Data to use:
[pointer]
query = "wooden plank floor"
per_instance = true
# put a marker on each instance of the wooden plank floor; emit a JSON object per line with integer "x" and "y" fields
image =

Work to complete:
Reproduce the entries above in full, precisely as written.

Answer box:
[pointer]
query = "wooden plank floor"
per_instance = true
# put a marker on each instance of the wooden plank floor; emit a JSON object per line with integer "x" and "y" fields
image =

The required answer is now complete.